*TASK INPUT*
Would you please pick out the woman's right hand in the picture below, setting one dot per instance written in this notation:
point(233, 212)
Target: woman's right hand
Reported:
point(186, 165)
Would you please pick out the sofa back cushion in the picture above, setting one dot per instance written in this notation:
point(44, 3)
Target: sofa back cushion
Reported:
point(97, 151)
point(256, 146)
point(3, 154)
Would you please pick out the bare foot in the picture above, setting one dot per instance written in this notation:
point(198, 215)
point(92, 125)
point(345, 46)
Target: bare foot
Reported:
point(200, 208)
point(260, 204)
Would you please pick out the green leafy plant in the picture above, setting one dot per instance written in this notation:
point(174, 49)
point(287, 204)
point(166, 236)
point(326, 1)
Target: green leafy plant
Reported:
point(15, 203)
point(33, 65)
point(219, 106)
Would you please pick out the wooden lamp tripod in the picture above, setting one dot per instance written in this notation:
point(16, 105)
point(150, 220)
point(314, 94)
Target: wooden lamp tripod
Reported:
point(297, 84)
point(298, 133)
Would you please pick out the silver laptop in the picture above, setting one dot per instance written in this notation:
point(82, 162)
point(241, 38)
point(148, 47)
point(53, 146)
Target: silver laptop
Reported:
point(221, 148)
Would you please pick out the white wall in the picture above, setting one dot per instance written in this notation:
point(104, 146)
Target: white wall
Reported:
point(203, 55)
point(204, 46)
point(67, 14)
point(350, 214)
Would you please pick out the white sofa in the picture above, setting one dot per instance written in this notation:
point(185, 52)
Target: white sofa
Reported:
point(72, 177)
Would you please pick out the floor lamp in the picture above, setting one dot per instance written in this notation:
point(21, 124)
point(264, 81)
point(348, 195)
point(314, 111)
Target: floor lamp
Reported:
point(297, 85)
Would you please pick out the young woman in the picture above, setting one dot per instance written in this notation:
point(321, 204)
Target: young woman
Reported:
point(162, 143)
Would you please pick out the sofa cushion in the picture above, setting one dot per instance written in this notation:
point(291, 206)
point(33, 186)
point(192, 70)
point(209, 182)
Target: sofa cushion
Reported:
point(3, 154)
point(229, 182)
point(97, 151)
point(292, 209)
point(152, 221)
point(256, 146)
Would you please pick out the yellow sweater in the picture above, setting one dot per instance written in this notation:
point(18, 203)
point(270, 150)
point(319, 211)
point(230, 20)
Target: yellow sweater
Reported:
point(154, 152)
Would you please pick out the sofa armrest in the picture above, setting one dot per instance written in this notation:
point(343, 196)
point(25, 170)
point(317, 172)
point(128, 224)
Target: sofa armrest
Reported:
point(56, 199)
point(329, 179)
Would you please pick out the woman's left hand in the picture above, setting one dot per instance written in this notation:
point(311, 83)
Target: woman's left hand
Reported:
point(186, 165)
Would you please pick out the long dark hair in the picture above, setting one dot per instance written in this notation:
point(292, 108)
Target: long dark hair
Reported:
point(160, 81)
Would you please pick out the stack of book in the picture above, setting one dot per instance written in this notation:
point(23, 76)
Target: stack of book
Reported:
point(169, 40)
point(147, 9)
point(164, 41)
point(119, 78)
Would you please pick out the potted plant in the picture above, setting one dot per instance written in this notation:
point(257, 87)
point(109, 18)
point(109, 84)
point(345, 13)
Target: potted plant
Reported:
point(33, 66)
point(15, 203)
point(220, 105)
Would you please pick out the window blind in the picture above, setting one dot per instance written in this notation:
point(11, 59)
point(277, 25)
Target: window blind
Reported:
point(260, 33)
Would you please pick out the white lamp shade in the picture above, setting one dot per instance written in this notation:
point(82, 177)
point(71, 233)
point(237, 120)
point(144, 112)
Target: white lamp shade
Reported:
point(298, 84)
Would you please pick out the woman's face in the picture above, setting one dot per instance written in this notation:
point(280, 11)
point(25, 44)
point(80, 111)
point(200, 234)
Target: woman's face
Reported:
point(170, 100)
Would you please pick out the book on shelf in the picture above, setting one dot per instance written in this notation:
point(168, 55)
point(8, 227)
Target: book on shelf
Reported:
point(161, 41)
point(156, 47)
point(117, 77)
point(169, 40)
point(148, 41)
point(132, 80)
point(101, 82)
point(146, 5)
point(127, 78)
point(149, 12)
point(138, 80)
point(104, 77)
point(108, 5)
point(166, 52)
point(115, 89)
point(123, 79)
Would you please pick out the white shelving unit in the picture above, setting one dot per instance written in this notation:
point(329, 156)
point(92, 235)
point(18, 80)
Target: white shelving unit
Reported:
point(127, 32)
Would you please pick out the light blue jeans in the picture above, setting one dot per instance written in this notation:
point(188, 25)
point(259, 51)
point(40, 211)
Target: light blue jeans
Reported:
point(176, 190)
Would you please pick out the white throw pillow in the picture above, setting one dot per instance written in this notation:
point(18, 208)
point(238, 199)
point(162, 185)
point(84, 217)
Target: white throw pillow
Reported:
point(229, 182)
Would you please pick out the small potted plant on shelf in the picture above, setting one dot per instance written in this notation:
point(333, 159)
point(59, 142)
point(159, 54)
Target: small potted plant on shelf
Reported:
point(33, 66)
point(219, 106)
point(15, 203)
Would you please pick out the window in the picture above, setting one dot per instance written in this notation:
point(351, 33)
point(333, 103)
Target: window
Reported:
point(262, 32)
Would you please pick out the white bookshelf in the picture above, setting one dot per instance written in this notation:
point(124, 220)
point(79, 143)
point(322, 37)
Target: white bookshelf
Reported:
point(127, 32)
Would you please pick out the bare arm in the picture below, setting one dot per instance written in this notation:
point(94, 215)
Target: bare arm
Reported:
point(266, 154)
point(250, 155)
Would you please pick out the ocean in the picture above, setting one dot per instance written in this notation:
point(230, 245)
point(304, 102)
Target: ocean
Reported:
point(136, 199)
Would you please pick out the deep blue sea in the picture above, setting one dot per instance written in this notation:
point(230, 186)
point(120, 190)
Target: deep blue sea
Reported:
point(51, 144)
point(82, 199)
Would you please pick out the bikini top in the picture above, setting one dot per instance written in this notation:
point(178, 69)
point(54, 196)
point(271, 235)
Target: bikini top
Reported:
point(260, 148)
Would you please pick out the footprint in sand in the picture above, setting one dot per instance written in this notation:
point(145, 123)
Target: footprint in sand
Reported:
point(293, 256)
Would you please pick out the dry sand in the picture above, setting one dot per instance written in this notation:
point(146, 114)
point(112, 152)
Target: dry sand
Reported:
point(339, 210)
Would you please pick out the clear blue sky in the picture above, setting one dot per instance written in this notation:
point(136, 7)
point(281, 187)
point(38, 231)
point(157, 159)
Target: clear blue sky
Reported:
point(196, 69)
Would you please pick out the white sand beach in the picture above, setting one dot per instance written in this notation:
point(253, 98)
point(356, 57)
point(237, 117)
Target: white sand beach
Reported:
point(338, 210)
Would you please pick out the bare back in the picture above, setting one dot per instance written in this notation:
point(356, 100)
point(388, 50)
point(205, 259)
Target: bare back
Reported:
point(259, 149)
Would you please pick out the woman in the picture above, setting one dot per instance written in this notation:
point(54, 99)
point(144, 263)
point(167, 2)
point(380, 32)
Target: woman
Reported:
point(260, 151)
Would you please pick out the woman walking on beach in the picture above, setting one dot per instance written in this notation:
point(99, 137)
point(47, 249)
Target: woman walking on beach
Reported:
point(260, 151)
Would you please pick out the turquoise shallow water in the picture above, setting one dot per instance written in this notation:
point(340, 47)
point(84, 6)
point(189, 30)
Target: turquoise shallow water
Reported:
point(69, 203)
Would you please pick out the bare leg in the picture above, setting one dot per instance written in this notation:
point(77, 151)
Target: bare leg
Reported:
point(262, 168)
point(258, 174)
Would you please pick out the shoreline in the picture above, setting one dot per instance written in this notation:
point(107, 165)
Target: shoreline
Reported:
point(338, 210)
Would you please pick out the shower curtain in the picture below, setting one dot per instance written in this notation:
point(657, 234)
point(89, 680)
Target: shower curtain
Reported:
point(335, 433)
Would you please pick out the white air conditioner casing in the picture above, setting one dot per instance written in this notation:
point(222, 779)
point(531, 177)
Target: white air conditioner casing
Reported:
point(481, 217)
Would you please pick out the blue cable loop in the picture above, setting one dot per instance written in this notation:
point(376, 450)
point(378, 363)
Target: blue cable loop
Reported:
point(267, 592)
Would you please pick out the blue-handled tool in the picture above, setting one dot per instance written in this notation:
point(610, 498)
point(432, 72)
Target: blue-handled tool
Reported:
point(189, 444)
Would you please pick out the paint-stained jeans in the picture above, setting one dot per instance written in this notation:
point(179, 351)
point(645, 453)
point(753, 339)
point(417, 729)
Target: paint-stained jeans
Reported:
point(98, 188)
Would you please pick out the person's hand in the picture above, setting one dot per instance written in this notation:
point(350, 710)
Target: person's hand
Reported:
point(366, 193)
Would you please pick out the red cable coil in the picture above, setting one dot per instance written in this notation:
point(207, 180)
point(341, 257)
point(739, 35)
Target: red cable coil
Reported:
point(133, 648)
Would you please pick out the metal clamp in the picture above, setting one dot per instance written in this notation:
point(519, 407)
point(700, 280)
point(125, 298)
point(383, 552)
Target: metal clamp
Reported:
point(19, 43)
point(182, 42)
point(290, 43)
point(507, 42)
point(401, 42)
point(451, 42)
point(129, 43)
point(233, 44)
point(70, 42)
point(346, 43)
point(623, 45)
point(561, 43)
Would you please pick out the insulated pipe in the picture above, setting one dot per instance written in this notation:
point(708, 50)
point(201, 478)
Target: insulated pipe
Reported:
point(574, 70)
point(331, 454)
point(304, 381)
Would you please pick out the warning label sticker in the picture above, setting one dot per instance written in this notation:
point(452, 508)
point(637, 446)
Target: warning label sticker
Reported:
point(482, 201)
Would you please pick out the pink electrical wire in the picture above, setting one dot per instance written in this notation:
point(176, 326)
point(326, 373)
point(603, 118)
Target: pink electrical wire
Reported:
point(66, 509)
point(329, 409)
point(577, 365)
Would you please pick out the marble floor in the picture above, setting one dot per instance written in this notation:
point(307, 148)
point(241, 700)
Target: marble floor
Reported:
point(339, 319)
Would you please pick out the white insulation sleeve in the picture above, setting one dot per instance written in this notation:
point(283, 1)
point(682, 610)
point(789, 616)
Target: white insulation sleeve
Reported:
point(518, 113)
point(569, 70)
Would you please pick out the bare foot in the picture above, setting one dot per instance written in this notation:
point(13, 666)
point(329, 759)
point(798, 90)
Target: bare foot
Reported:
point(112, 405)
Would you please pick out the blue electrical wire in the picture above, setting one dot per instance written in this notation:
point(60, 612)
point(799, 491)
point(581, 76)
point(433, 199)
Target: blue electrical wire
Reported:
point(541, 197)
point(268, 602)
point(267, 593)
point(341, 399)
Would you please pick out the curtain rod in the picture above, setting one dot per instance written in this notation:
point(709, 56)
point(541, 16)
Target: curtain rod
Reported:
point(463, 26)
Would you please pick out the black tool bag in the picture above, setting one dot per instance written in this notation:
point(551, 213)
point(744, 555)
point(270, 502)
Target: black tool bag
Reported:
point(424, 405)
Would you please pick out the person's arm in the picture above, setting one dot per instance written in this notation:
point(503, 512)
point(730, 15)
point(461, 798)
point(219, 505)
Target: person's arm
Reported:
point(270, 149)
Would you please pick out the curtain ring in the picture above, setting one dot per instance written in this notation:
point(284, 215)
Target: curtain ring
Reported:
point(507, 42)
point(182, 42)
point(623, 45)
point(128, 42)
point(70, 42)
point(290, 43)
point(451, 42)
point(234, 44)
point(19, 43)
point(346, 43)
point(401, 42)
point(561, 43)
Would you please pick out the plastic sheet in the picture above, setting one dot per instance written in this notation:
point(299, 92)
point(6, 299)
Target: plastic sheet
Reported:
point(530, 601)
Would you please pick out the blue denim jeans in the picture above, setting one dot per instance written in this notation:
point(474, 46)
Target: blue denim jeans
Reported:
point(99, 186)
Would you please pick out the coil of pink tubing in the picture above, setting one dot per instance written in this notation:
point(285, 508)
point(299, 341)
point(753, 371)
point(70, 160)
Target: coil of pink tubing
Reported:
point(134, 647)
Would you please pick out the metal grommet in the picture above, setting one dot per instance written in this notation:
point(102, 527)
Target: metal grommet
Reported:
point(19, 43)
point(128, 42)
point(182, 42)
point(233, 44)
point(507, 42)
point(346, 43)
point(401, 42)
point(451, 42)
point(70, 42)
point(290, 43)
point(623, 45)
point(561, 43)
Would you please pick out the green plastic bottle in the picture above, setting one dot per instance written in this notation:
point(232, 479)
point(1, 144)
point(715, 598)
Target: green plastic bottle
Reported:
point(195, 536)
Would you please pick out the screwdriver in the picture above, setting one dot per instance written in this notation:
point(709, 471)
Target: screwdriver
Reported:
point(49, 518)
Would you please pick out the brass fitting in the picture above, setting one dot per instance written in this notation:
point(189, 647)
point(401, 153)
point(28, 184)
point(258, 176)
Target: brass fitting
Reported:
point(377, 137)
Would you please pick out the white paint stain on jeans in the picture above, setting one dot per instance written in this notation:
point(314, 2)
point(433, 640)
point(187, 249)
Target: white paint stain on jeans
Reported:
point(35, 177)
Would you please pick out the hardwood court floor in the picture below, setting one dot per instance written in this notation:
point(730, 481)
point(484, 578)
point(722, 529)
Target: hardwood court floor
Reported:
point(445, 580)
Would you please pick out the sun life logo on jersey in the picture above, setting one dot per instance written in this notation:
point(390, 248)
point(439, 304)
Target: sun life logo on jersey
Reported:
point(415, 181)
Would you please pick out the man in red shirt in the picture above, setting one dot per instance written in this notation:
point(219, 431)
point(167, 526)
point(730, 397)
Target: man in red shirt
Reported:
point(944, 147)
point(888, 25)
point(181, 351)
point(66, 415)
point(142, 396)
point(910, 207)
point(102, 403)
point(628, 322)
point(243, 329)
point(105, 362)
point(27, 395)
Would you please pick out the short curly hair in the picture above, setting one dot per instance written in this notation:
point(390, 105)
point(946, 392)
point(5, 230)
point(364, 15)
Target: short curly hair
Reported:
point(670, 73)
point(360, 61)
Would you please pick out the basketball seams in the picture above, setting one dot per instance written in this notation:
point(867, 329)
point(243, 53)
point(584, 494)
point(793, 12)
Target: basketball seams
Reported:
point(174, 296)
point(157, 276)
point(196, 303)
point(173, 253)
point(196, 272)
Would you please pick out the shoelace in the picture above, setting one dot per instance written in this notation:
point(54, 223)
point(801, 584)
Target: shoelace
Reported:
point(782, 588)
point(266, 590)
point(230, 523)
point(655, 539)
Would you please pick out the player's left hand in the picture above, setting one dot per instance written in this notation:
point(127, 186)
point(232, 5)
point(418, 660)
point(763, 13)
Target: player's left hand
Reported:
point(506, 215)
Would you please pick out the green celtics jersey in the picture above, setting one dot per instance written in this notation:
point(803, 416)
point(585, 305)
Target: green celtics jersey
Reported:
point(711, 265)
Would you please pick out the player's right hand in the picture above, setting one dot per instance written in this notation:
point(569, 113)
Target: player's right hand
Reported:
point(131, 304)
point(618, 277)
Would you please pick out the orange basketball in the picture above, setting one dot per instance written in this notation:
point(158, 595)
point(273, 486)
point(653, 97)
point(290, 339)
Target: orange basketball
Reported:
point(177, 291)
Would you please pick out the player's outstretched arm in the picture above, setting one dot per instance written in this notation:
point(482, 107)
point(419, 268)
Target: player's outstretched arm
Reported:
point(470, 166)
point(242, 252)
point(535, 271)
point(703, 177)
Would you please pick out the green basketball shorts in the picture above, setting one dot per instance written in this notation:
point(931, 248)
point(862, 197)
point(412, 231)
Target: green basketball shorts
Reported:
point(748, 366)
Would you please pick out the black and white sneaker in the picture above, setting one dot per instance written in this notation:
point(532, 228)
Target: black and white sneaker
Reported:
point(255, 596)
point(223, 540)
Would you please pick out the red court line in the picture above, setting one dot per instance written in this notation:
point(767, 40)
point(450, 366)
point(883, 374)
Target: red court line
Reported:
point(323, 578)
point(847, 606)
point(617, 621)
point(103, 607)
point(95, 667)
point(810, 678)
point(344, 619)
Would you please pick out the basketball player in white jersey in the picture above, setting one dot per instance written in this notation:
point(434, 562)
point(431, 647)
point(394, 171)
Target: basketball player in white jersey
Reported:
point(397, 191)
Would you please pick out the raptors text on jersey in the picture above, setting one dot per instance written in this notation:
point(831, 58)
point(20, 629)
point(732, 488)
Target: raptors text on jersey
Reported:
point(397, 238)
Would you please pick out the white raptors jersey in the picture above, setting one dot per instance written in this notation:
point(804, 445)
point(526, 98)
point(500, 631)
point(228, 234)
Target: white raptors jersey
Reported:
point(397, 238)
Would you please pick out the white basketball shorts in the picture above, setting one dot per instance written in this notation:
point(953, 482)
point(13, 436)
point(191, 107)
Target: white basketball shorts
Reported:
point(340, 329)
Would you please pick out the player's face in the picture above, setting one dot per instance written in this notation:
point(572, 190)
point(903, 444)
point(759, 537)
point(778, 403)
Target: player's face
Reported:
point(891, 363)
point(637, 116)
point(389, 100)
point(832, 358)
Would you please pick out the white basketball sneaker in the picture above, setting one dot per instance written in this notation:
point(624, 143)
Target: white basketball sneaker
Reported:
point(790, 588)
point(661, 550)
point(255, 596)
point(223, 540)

*REQUIRED TASK*
Can you rewrite the lines of the records from the line containing "Would you please pick out the basketball player" through the line containing "point(397, 191)", both end lines and the requests included, with every point coordinate in the answers scaled by 2.5 and rounded to whole numbers, halves rounded up? Leave all numbers in the requests unchanged.

*FINISHED ANSWER*
Would you please pick out the basketball player in white jersey in the picture above, setting one dot per instance written in this notation:
point(434, 562)
point(431, 647)
point(394, 171)
Target: basketball player in white jersey
Reported:
point(993, 478)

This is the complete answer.